Directions: Below are some records; output all of them exactly.

Records for the exercise:
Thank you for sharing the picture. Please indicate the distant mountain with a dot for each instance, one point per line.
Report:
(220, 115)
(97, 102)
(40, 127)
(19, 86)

Task output:
Thank you for sharing the picture. Please indicate the distant mountain with a dot for each instance, one point per line.
Report:
(220, 115)
(97, 102)
(40, 127)
(19, 86)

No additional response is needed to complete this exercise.